-- TASK INPUT start --

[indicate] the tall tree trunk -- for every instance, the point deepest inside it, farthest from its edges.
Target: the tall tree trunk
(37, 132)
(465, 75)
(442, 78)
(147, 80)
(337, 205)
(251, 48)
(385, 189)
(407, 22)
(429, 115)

-- TASK INPUT end --

Could you write out all of these lines again, requests included, with every point coordinate in the answers scaled by 1.45 and rounded to the nearest whole number, halves rounding up?

[indicate] the tall tree trunk -- for every instance, the point deepest inside it, farthest from its edges.
Target: the tall tree trunk
(54, 191)
(674, 109)
(641, 113)
(213, 116)
(489, 297)
(364, 70)
(558, 274)
(590, 32)
(622, 167)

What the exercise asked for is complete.